PASSAGE TO READ:
Miami Couple Accused of $135 Million Ponzi Scheme The Securities and Exchange Commission has charged a prominent Miami-based business leader and his wife with fraud, alleging they conducted a $135 million Ponzi scheme involving real estate investments from hundreds of elderly Cuban-American investors living in Florida. The SEC alleged that the couple, founders and co-owners of a real estate development company, sold promissory notes to investors after acquiring various properties and later financing their sale. The couple lured investors by saying investments in their real estate business were safe and would produce annual returns of between 9 and 16 percent, the SEC said. However, when property owners defaulted on their mortgages, the company's financial condition deteriorated and the couple used new investor money to repay earlier investors and cover the firm's operating costs. The couple also misappropriated more than $20 million from investors to fund unrelated personal business ventures, pay themselves high salaries and divert money to their children and grandchildren.
Federal Judge Approves Settlement in MetLife Cases A New York judge has approved a combined $50 million settlement in two class actions that had accused the Metropolitan Life Insurance Co. of making false claims to shareholders in 2000 as part of the company's attempt to privatize. Under the agreement, MetLife will pay $32.5 million to a yet-to-be-named health-related non-profit organization, $2.5 million the National Institutes of Health and a total of $15 million to about two dozen attorneys.

DATA SHOWN:
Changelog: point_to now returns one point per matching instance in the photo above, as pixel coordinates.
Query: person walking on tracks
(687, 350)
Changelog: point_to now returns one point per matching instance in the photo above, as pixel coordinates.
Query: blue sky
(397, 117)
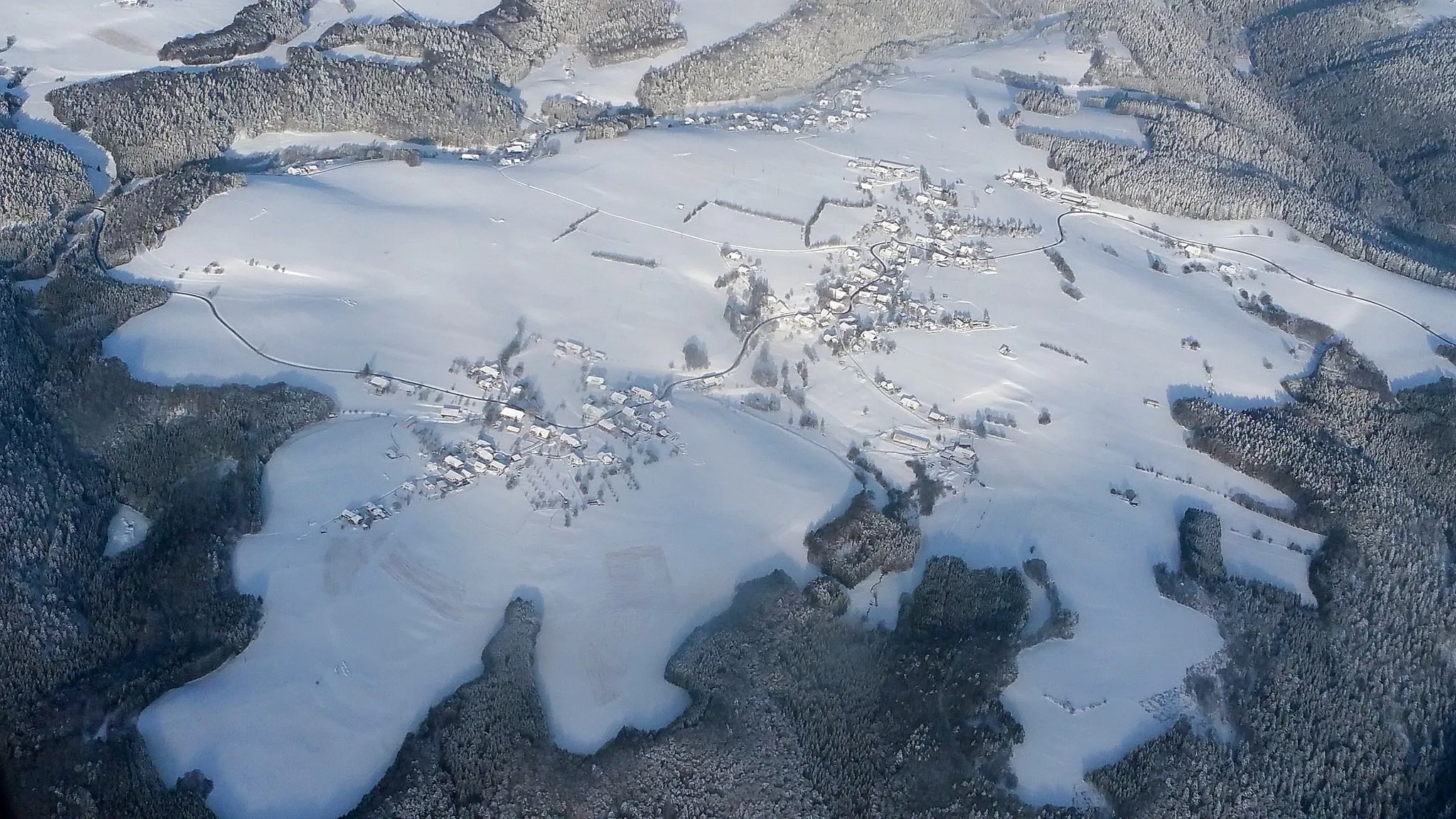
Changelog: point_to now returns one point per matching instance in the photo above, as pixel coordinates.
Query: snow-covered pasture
(407, 269)
(365, 630)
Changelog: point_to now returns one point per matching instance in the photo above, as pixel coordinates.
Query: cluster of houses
(829, 112)
(912, 402)
(632, 414)
(579, 350)
(1029, 181)
(514, 152)
(877, 172)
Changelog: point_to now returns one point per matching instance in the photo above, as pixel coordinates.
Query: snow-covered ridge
(408, 269)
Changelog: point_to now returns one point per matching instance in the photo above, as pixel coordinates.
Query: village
(864, 295)
(519, 441)
(1028, 180)
(830, 112)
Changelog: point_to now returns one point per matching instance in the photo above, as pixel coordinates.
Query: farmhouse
(912, 437)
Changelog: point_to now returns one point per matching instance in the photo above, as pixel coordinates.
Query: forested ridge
(1340, 124)
(89, 640)
(796, 713)
(1347, 707)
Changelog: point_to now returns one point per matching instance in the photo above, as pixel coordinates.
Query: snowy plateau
(622, 247)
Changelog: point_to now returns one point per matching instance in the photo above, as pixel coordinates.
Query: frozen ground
(365, 630)
(408, 269)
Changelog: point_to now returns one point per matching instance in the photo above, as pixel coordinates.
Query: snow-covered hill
(410, 269)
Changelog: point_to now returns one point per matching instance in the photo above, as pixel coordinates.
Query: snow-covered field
(127, 530)
(407, 269)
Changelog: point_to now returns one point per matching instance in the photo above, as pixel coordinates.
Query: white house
(911, 437)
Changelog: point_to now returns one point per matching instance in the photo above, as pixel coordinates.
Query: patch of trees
(254, 28)
(625, 258)
(156, 122)
(518, 36)
(139, 218)
(1327, 139)
(695, 355)
(40, 180)
(1062, 621)
(864, 541)
(796, 713)
(1044, 101)
(817, 43)
(92, 640)
(1347, 707)
(1299, 327)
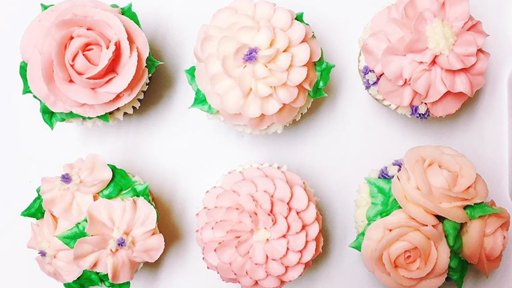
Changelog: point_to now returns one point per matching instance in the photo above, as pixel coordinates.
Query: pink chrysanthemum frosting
(255, 64)
(260, 227)
(426, 55)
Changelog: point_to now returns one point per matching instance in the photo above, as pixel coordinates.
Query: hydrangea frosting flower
(260, 227)
(69, 196)
(426, 56)
(256, 65)
(123, 234)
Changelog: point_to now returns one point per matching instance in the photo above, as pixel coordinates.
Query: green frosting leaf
(70, 237)
(44, 7)
(458, 266)
(23, 75)
(35, 209)
(323, 72)
(200, 101)
(479, 210)
(383, 204)
(152, 63)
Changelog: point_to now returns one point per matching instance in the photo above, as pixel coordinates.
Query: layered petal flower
(123, 234)
(260, 227)
(255, 63)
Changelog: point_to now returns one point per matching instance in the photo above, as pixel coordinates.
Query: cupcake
(86, 61)
(424, 58)
(95, 225)
(259, 67)
(260, 227)
(424, 220)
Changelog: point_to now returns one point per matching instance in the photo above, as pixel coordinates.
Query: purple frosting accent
(66, 178)
(251, 55)
(121, 242)
(415, 112)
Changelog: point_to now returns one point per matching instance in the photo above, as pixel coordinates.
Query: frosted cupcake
(424, 220)
(86, 61)
(96, 225)
(259, 67)
(424, 58)
(260, 227)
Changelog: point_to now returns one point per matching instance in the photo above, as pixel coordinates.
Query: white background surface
(181, 153)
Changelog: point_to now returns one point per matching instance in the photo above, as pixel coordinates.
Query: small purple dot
(66, 178)
(251, 55)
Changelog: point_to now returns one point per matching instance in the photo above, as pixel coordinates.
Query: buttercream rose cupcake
(260, 227)
(86, 61)
(96, 225)
(422, 220)
(424, 58)
(259, 67)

REQUIREMENT:
Answer these questions using the news passage.
(a) What annual returns did the Miami couple tell investors their real estate business would produce?
(b) How much money did the couple misappropriate from investors?
(c) How much will MetLife pay in total to the attorneys?
The items are separate from the news passage.

TASK RESPONSE:
(a) Between 9 and 16 percent.
(b) More than $20 million.
(c) $15 million.